* CHALLENGE 1: According to the blog excerpt, what problem did the writer find with the second name they had chosen?

[start TEXT BLOCK]

Not that I'm recommending anyone drop weights on young children or find other creative ways of squishing their bones...

Eek. This post will go horribly wrong unless I stop digging. Seriously. Son Number Two got lots of cuddles and we were all very perturbed and are now terribly anal about propping the front door open and watching out for the tiniest gusts of wind (it blew shut, you see).

I found myself wincing and closing one eye when someone blogged about cats in distress this week, and felt slightly sick when I returned to find nothing new had been posted to distract me from the cats. Have I just committed the same sin? Hmm. Possibly I have. No babies were harmed in the making of... well actually... oh dear.

It Never Ends

Oh, woe is me. I am some kind of major fool masochist. So there I was, nearing the end of the hardest nine months of my life courtesy of my new career, and what do I do? Pile a load of new pressure on myself, that's what. Why did I decide to publish a book on my own exactly now?

Because I wanted to. Oh.

Well, anyway. The bloody thing still isn't edited, and there are various tedious hold-ups and setbacks...

Oh well, actually the "setbacks" consisted of me being slightly paranoid, which has just been unconfirmed by email.

My main problem is that what I really need right now is the freedom to say "When the kids are in bed I will kick back, watch telly, drink beer and sleep as much as I damn well please" for the first time in a long time... except I can't cos I have to finish this edit.

Oh well. I brought it on myself. And now I'd better get back to it.

I'll just rabbit a little more first.

Of course there are the usual self-hating woes, but I do have a recurring habit of focusing on one small flaw and deciding the whole edifice is a pile of shit. Which really isn't true, and anyway all the flaws are fixable. Which of course means more editing... but it's worth it. It has to be good.

Coming soon: Blog posts about stuff other than books. Maybe.

Tuesday 8 June 2010

In a name

I have no name!

I did have one, but it's a bit broke cos of negative associations. Then I had another one but it turns out to also belong to some Scottish liberal democrat.

I need a pseudonym that sounds like a real person, but is a bit distinctive, a bit sassy, a bit clever... argh. I really don't mind if it's actually quite ordinary, I just have to feel like it could be me.

It's horribly difficult. All suggestions welcome.

Friday 4 June 2010

Va Va Voom*

I can't get started today. This might be because I am suffering from up-late droopiness. Or because said up-lateness was caused by me crafting an email for potential reviewers, telling them how delightful it would be to receive a proof copy of my book. Or because I'm a workshy eejit who never starts work as soon as she reaches her desk.

[end TEXT BLOCK]
[start DATA ENTRIES]

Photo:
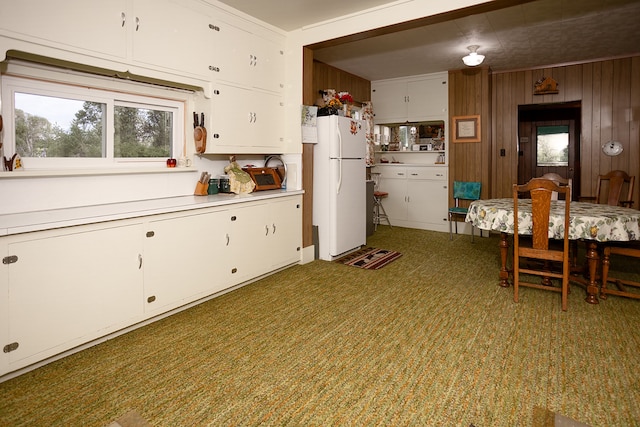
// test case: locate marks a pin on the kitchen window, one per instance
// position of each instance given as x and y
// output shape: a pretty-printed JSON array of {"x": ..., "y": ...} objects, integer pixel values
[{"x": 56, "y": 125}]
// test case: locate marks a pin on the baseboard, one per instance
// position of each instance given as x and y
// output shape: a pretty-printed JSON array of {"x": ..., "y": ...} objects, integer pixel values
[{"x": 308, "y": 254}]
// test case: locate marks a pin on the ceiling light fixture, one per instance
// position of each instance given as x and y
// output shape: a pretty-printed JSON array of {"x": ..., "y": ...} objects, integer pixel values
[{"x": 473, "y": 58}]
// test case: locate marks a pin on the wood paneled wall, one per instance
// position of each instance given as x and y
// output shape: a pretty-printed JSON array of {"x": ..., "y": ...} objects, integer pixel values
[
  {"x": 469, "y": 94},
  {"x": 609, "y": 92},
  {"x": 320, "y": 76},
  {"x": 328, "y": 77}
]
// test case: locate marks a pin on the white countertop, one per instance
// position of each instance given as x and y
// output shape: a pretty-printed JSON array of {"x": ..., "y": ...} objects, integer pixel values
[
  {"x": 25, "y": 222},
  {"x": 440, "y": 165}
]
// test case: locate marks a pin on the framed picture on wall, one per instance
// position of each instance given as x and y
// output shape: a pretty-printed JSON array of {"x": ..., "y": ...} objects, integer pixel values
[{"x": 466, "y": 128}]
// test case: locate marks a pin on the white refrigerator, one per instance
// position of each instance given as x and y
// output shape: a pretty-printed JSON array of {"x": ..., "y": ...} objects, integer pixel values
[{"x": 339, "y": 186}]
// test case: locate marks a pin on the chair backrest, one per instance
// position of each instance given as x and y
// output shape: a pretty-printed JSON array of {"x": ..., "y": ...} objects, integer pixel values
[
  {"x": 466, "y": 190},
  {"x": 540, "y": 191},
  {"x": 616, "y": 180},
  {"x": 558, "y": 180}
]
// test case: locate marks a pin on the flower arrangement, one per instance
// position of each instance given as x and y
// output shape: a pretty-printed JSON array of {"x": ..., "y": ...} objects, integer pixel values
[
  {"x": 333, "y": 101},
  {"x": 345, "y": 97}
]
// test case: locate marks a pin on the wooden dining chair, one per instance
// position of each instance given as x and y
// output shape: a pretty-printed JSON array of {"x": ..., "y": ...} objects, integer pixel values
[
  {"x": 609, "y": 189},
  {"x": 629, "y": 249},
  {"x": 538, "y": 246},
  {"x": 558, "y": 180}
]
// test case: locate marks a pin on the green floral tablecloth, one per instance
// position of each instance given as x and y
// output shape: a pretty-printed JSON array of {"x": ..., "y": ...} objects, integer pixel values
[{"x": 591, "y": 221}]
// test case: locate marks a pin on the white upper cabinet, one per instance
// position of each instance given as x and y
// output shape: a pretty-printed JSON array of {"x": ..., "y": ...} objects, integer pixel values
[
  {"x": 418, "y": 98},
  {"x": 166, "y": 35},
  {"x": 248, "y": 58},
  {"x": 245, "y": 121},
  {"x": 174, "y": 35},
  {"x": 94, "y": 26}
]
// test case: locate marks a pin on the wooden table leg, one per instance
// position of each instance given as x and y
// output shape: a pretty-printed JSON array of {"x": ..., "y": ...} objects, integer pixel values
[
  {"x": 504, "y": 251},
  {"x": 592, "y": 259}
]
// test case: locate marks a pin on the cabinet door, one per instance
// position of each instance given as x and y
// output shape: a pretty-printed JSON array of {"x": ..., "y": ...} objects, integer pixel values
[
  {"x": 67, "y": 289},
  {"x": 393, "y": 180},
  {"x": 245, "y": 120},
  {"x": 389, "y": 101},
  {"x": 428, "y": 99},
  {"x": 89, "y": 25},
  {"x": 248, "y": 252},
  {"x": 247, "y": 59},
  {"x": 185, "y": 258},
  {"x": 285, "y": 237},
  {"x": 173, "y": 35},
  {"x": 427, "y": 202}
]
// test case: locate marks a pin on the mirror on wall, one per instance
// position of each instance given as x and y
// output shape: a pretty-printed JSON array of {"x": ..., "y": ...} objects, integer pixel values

[end DATA ENTRIES]

* CHALLENGE 2: Select every line of the records that contains the word "cabinet". Case counts.

* FINAL ANSWER 1: It turned out to also belong to a Scottish liberal democrat.

* FINAL ANSWER 2:
// test case: locate marks a pin on the white upper cabinet, one per instance
// test case: locate marks a pin on the cabinet door, one per instance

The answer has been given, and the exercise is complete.